**Dataset excerpts**.
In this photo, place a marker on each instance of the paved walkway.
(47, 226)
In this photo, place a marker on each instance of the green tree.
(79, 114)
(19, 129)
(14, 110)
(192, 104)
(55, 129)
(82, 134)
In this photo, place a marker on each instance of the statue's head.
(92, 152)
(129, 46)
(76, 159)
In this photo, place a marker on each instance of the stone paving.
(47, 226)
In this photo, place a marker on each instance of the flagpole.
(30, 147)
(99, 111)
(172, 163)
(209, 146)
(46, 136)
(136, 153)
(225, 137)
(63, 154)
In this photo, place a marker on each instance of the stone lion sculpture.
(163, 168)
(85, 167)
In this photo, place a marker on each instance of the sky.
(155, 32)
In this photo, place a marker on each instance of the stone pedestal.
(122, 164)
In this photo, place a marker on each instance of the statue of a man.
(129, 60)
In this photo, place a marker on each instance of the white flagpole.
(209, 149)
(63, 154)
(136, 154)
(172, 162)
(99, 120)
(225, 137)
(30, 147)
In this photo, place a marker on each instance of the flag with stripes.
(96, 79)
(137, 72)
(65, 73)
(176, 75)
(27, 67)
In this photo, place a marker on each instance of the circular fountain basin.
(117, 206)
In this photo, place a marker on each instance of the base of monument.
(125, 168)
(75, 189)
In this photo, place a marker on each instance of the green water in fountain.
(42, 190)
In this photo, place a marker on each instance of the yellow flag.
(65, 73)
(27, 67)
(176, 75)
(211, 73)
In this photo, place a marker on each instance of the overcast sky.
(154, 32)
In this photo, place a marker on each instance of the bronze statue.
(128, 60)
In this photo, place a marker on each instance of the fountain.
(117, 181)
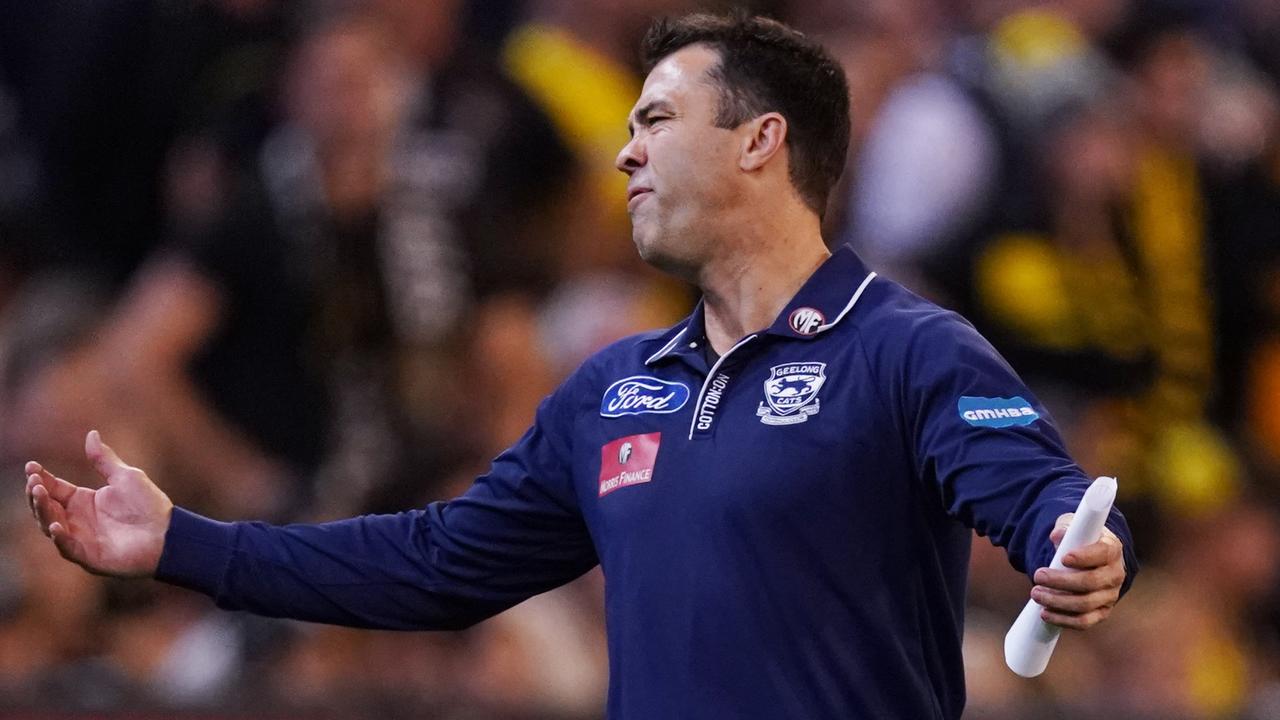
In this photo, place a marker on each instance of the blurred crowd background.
(302, 260)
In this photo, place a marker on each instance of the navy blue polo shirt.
(784, 533)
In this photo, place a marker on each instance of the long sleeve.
(990, 446)
(515, 533)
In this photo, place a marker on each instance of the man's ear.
(766, 136)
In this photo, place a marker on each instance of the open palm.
(117, 529)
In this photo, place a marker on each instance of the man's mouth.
(634, 194)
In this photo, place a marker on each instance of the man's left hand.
(1082, 595)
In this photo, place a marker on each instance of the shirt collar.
(823, 301)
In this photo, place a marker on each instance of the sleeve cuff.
(196, 552)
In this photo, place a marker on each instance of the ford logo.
(643, 393)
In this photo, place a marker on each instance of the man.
(778, 490)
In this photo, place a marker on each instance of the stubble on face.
(685, 159)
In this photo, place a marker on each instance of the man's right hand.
(117, 529)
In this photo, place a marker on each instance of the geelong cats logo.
(791, 393)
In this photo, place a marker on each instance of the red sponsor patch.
(627, 461)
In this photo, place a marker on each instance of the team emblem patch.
(629, 461)
(996, 411)
(791, 393)
(643, 393)
(807, 320)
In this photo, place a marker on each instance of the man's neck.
(746, 291)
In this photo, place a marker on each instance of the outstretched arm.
(117, 529)
(515, 533)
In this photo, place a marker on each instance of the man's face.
(682, 168)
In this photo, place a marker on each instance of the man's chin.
(659, 258)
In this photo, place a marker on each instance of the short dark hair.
(766, 65)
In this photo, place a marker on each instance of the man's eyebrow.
(641, 114)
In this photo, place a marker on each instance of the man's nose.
(631, 156)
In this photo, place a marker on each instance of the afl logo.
(807, 320)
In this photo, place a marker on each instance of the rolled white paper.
(1031, 641)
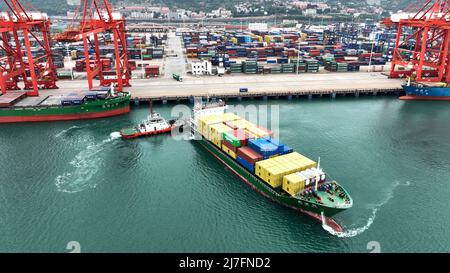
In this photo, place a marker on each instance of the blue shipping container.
(246, 164)
(263, 147)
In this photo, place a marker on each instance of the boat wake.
(355, 231)
(86, 164)
(65, 131)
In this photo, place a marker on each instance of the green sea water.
(76, 181)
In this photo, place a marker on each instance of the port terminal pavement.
(228, 86)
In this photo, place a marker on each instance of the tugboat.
(153, 125)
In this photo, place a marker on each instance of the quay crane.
(97, 17)
(421, 50)
(31, 63)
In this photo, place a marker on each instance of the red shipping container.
(230, 124)
(249, 155)
(229, 146)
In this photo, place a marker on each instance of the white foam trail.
(63, 132)
(86, 165)
(352, 232)
(115, 135)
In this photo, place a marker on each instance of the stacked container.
(215, 133)
(274, 169)
(250, 67)
(312, 66)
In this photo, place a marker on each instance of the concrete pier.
(259, 86)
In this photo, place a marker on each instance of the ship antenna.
(151, 107)
(317, 173)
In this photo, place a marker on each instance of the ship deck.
(11, 98)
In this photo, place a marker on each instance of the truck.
(177, 77)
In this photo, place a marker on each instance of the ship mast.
(317, 173)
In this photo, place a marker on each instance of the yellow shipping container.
(275, 177)
(269, 169)
(293, 183)
(216, 130)
(229, 152)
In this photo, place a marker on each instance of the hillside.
(60, 6)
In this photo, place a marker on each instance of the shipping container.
(249, 154)
(294, 183)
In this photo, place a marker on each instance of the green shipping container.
(231, 139)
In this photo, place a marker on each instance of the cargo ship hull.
(414, 92)
(253, 181)
(88, 110)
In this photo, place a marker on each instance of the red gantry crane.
(422, 43)
(29, 60)
(98, 18)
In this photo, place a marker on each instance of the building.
(258, 27)
(73, 2)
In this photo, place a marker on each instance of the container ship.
(99, 103)
(267, 165)
(426, 91)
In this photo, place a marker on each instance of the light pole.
(371, 53)
(298, 58)
(142, 64)
(69, 61)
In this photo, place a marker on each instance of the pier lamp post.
(298, 57)
(142, 64)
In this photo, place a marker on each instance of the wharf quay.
(263, 87)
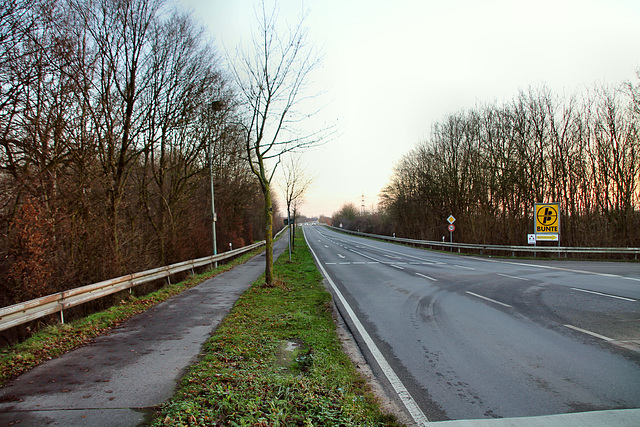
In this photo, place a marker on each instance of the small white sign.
(548, 237)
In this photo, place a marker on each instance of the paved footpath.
(119, 378)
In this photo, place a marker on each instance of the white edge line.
(604, 295)
(426, 277)
(412, 407)
(593, 334)
(489, 299)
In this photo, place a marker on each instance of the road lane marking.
(604, 295)
(365, 256)
(412, 407)
(426, 277)
(488, 299)
(593, 334)
(513, 277)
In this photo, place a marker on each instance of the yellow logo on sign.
(547, 218)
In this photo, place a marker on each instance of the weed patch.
(55, 340)
(276, 360)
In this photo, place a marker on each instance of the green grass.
(55, 340)
(246, 377)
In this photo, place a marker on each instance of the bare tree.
(295, 185)
(271, 76)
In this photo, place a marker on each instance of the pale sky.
(392, 69)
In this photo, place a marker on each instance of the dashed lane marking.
(604, 295)
(488, 299)
(514, 277)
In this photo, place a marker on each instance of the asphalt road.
(481, 338)
(121, 377)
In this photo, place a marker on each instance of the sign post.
(547, 220)
(451, 227)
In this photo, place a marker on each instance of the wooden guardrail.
(23, 312)
(560, 250)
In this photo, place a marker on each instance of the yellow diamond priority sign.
(547, 221)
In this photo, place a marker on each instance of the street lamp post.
(215, 106)
(214, 216)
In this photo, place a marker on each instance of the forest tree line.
(490, 165)
(108, 110)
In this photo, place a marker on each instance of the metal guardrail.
(23, 312)
(561, 250)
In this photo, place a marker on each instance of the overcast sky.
(393, 68)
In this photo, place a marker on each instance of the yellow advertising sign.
(547, 218)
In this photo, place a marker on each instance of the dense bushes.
(107, 112)
(489, 166)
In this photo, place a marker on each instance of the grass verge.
(276, 360)
(55, 340)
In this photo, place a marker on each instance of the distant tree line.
(107, 111)
(489, 166)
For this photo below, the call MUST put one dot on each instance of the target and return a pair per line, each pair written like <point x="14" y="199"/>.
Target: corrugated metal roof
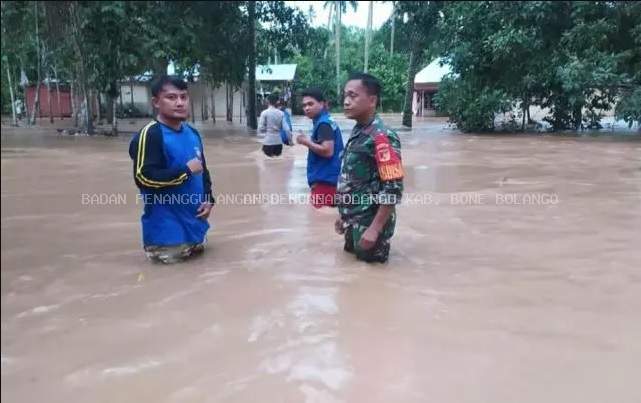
<point x="275" y="72"/>
<point x="433" y="73"/>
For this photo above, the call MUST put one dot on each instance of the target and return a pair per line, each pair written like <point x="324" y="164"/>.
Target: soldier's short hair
<point x="315" y="93"/>
<point x="371" y="83"/>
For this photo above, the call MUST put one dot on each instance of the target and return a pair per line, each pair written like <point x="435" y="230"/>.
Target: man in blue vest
<point x="325" y="149"/>
<point x="170" y="171"/>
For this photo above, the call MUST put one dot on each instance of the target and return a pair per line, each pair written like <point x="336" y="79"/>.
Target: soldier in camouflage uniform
<point x="371" y="181"/>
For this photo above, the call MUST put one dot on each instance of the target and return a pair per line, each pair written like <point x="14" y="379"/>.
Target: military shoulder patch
<point x="388" y="162"/>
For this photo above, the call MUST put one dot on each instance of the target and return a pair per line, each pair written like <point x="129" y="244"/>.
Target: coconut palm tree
<point x="338" y="8"/>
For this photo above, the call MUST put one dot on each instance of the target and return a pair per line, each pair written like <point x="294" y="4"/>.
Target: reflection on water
<point x="487" y="295"/>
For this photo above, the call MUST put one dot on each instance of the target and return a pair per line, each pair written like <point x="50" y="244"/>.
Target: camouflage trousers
<point x="354" y="230"/>
<point x="174" y="253"/>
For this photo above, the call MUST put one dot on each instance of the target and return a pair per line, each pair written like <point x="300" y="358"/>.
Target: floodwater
<point x="515" y="276"/>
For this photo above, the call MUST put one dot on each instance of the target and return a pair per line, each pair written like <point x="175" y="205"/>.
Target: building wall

**The problem**.
Review the preceding data and report every line that includes the string "return".

**Solution for this exercise**.
For this photo below, the call MUST put one dot on each instance of the target and return a pair per line, each pair written like <point x="14" y="199"/>.
For this photo above, the call MUST put one dot on each instance of the target and return a pair per line, each pair written like <point x="324" y="164"/>.
For this photo above, the call MUST put one dot on each instance of the target and return a pair per line, each pair written like <point x="435" y="230"/>.
For this photo above, the call MUST put one dot on each instance of the target and return a pair per line, each pair written like <point x="336" y="79"/>.
For this photo above, the call MUST put one dot on each instance of the target and return a pair per line, each pair written like <point x="14" y="379"/>.
For this photo above, the call MUST put one dot on each instance of the target and return a pair per line, each pair written like <point x="129" y="244"/>.
For this photo above, the call MUST put one dot on each instance of the target and return a pair per line, each pair written like <point x="294" y="4"/>.
For this photo above, the call MUST put one dot on each instance of the target and return a pair per line, each pair written like <point x="50" y="244"/>.
For this photo above, the call MUST put one dot on each instance of the target and return a pair per line, each pair written like <point x="300" y="358"/>.
For this photo above, the call MUST put one dot on each instance of the target and return a pair per line, each pair written like <point x="175" y="205"/>.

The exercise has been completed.